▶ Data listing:

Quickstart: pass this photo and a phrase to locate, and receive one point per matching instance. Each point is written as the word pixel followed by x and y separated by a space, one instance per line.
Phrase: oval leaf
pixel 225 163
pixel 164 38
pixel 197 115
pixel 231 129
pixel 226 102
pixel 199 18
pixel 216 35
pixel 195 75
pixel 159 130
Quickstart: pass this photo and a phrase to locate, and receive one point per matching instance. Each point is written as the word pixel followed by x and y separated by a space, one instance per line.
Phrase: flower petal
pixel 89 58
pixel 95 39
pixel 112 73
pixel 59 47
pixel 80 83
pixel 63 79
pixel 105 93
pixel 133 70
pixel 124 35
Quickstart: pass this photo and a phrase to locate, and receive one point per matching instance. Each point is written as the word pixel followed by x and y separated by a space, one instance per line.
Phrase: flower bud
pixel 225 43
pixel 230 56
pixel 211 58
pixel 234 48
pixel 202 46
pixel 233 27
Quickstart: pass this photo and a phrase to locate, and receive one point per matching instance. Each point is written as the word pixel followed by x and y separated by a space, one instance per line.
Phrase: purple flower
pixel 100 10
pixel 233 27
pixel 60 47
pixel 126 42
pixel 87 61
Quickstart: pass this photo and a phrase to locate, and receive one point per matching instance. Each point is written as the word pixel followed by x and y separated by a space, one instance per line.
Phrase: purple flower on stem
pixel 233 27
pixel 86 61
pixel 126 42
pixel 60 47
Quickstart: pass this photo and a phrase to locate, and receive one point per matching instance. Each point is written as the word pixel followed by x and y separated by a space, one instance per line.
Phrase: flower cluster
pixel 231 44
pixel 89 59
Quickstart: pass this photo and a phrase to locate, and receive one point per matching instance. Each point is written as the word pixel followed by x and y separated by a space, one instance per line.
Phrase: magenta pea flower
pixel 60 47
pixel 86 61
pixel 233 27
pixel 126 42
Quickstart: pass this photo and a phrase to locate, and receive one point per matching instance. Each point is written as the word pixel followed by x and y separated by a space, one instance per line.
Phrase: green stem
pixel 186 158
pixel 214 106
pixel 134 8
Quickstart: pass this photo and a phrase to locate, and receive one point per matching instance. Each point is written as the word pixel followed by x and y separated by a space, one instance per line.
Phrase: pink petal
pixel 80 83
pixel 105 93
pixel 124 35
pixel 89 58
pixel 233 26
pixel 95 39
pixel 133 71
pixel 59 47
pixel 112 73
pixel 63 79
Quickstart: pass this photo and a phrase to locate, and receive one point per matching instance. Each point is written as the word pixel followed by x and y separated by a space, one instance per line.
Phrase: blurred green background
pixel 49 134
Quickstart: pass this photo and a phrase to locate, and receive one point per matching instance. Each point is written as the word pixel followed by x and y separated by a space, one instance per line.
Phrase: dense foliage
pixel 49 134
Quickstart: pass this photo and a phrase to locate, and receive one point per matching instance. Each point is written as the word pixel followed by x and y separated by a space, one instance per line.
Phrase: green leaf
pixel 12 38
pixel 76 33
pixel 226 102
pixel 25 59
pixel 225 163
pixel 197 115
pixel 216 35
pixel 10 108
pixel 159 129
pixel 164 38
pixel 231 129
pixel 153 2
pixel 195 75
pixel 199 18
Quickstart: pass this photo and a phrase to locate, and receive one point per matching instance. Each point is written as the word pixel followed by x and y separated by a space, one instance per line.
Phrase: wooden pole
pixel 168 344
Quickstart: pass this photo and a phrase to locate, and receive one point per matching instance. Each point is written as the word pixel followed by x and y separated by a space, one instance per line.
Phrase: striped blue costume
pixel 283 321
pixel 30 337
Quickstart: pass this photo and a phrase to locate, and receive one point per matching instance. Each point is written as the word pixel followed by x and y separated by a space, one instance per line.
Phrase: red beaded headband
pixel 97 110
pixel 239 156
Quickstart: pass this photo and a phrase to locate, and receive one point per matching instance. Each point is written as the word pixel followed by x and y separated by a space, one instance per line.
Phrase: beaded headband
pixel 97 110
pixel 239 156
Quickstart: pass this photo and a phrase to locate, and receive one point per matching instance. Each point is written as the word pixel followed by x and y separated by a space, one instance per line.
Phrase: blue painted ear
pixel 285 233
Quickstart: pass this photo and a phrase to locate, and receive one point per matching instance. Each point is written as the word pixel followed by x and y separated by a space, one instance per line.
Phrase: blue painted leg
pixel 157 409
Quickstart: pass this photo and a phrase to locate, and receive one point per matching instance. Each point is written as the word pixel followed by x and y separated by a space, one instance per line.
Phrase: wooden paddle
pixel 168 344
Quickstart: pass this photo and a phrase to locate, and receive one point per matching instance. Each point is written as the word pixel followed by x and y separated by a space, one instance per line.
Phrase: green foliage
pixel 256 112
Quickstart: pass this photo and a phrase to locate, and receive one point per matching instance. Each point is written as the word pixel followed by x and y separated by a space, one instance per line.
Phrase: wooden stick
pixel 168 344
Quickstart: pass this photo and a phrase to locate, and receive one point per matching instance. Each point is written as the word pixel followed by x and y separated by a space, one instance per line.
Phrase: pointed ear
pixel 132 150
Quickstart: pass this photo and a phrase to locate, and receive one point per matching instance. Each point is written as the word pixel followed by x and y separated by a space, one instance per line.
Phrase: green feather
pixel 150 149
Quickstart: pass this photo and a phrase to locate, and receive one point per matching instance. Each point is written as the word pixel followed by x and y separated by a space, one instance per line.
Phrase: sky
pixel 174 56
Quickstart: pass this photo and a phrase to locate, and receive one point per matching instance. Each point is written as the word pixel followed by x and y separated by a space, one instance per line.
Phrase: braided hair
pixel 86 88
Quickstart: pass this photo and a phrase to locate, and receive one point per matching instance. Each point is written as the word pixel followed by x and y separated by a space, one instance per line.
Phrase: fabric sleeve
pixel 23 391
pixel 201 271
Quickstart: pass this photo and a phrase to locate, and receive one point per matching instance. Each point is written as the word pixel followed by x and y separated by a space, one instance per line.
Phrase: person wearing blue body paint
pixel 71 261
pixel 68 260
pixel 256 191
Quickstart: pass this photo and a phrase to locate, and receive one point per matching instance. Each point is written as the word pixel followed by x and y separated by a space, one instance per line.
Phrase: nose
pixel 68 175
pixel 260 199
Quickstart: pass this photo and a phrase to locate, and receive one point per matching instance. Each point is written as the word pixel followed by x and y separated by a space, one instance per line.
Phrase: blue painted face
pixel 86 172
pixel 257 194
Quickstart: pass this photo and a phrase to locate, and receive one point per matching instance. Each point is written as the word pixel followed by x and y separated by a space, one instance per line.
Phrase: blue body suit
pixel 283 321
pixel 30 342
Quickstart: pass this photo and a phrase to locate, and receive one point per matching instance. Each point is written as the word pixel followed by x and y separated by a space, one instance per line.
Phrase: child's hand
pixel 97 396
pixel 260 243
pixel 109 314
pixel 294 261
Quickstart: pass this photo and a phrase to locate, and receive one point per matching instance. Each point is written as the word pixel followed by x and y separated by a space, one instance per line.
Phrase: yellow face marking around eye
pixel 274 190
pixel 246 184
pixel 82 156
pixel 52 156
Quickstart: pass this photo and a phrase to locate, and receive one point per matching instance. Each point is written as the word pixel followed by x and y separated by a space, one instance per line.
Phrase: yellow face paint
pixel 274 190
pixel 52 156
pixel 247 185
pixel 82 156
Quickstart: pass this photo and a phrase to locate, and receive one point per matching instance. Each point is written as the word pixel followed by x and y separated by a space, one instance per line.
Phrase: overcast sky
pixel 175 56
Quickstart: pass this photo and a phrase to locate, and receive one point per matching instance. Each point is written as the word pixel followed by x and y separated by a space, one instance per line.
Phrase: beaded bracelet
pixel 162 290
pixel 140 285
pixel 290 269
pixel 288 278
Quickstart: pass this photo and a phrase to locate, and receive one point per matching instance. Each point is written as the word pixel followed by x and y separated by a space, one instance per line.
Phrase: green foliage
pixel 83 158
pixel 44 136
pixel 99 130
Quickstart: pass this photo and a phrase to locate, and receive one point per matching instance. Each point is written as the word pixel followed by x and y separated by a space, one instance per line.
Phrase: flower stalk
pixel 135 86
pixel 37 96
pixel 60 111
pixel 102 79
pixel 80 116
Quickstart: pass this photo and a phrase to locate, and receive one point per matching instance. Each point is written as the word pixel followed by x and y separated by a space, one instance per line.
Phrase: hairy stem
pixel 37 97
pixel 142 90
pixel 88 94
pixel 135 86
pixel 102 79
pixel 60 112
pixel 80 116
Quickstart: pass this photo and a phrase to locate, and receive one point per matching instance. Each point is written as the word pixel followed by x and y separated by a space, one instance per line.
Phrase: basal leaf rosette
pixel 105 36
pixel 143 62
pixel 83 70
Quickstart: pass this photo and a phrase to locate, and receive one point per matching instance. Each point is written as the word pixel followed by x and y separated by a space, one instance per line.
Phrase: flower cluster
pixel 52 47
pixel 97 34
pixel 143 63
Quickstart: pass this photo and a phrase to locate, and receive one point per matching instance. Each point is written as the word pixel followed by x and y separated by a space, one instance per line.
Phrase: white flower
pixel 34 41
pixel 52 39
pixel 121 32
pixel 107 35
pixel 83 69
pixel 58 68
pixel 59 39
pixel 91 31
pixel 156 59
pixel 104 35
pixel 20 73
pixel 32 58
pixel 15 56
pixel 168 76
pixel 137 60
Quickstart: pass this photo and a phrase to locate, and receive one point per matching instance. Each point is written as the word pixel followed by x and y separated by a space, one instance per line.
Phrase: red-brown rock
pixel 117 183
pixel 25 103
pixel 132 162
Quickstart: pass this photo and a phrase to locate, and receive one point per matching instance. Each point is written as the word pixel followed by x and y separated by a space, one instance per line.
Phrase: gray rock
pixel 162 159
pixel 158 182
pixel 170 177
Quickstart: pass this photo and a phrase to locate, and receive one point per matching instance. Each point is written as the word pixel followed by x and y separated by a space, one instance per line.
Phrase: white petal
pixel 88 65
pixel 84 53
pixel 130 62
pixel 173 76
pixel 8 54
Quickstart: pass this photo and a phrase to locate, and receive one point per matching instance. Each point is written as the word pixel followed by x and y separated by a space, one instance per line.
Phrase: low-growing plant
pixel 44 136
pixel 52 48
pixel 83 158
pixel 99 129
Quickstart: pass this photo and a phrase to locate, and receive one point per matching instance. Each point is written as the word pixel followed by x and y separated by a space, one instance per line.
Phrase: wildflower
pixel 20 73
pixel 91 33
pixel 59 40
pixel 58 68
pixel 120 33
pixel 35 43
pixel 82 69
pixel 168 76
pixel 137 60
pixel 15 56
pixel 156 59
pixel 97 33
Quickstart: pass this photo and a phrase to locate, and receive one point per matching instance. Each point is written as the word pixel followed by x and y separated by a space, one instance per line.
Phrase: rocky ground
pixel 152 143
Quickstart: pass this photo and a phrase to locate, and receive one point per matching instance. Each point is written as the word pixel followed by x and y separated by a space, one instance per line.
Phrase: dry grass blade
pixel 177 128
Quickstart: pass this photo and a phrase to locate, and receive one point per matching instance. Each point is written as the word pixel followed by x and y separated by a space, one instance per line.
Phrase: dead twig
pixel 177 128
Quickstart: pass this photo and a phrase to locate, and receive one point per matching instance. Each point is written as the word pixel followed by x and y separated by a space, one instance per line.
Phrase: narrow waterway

▶ TASK BRIEF:
Return each line of the data listing above that contains the word "purple", copied without changes.

▶ TASK OUTPUT:
Phrase: purple flower
Phrase: purple flower on stem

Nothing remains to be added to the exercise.